(Lines of data)

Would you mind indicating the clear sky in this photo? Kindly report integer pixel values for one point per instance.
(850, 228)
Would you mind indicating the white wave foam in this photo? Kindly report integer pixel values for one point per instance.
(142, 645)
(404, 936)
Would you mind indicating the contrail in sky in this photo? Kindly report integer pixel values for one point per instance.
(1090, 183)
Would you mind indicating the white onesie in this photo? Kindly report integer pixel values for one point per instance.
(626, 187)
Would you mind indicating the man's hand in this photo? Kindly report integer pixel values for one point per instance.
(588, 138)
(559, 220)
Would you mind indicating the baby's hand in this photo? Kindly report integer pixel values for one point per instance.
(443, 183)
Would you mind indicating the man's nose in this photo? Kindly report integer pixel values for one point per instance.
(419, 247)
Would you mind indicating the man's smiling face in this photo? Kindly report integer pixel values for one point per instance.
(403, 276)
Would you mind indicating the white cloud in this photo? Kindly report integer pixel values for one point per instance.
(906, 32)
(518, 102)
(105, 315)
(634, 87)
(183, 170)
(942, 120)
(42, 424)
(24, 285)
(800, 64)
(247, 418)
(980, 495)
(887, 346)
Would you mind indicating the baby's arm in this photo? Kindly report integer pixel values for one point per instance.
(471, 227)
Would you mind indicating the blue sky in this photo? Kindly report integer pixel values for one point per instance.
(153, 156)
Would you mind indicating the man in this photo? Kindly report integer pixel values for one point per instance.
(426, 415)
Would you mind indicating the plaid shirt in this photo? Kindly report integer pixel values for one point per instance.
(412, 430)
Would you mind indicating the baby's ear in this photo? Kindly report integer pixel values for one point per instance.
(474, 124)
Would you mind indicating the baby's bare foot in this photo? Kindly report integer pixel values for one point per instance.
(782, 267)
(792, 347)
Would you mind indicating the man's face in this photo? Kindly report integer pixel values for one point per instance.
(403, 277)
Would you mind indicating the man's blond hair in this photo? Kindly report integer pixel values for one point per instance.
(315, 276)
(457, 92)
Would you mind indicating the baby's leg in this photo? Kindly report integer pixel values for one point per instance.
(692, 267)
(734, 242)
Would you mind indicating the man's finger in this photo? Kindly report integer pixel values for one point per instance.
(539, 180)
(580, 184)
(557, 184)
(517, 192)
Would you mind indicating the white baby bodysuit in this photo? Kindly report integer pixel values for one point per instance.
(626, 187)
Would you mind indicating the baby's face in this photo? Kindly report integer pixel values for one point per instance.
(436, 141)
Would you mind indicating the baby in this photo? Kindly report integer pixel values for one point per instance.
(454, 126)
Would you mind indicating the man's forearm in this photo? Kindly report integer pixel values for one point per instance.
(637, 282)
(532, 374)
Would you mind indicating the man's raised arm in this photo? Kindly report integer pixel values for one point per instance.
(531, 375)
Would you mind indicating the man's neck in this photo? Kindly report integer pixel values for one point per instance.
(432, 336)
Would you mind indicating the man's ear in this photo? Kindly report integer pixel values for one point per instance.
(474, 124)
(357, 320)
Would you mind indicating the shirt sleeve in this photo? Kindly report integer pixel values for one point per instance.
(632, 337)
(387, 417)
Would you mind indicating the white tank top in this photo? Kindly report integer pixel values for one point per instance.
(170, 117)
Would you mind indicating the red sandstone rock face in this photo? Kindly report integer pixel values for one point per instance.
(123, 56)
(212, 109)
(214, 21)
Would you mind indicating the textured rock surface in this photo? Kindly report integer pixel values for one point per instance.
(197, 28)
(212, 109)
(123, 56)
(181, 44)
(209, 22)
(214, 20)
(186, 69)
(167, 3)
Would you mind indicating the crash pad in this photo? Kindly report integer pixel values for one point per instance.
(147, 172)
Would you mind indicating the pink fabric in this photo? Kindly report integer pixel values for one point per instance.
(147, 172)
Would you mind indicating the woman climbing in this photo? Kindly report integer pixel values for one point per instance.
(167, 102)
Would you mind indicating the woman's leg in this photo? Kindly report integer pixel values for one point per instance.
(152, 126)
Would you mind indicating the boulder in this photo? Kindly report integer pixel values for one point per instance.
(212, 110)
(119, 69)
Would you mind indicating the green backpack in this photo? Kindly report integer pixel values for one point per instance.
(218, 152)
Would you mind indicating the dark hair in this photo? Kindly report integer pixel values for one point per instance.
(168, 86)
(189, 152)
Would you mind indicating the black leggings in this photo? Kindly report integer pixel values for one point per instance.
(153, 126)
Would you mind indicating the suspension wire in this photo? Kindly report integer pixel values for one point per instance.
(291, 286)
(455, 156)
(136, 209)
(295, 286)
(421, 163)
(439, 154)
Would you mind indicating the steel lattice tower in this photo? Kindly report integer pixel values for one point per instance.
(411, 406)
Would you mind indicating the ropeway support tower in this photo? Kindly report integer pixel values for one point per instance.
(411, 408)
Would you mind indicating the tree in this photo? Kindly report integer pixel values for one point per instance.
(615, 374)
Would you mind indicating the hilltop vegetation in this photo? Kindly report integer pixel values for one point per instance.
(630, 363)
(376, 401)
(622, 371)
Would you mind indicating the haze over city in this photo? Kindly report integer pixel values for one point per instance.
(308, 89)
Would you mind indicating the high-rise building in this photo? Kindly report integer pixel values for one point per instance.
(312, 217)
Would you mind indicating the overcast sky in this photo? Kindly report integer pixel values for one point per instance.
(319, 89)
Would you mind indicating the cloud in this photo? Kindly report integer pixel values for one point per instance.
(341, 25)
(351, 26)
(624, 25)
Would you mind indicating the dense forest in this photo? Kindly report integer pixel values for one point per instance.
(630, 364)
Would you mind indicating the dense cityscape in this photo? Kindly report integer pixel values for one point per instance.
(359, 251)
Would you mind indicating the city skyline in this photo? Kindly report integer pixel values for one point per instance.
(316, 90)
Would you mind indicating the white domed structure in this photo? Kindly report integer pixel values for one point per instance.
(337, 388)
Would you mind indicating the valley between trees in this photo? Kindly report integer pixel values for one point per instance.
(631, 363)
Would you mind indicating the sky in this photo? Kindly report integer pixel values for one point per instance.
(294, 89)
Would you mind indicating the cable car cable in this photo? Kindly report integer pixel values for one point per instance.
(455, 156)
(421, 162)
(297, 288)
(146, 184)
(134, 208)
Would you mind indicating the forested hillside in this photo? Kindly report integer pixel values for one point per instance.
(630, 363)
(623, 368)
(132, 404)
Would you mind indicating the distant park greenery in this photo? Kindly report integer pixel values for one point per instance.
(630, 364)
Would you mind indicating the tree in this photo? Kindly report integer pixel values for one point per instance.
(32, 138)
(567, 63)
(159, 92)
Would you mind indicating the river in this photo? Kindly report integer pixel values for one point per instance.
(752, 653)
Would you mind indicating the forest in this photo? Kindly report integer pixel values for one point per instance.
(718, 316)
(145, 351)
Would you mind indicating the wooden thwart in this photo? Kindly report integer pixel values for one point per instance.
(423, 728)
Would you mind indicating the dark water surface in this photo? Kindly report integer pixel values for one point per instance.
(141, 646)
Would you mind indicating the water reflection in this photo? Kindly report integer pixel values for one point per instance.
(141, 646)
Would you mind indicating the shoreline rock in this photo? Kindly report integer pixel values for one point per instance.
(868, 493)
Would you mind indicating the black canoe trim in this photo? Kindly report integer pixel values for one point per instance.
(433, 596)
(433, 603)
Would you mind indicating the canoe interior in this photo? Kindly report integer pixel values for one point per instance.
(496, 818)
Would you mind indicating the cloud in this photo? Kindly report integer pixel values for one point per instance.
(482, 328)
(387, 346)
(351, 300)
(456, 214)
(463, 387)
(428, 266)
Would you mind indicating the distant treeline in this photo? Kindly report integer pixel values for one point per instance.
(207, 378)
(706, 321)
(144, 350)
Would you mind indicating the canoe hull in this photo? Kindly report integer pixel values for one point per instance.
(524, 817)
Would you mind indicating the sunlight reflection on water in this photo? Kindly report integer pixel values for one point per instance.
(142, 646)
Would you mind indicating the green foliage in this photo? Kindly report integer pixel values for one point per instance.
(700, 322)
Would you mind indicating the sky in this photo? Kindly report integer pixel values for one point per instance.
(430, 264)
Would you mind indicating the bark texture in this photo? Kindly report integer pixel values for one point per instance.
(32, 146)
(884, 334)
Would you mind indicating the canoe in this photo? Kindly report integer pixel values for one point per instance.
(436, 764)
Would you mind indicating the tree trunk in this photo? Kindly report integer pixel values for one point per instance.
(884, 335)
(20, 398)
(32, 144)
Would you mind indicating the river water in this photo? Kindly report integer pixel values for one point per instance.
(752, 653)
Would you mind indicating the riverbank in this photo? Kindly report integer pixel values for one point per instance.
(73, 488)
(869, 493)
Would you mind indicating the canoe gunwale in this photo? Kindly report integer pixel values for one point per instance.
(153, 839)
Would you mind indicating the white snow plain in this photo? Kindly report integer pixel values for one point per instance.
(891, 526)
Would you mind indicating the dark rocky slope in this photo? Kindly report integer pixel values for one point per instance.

| EXERCISE |
Set down exactly what runs from the line with "Would you mind indicating the bark" to the last line of the data above, including both of those lines and no others.

| ANSWER TO THIS TASK |
Would you mind indicating the bark texture in this photo? Kindly report integer pixel values for one point per instance.
(32, 146)
(884, 334)
Would you mind indicating the canoe in this photo? Kindly report integer pixel values for one point per instance.
(436, 764)
Would you mind indicating the tree trunk in this photo? Kindly report integer pixel values for one point per instance.
(884, 335)
(20, 398)
(32, 144)
Would you mind indicating the river water in this photo? Kindly report integer pixel values for one point per instance.
(752, 653)
Would you mind indicating the riverbank in this photo? Kindly report integer pixel values for one point per instance.
(73, 488)
(869, 493)
Would you mind indicating the canoe gunwale in this photo? Kindly report integer pixel values for one point per instance.
(153, 839)
Would you mind indicating the white snow plain in this photo? Kindly report integer pixel values for one point per instance.
(891, 526)
Would you mind indicating the dark rocky slope in this photo? Kindly report integer pixel values for one point per instance.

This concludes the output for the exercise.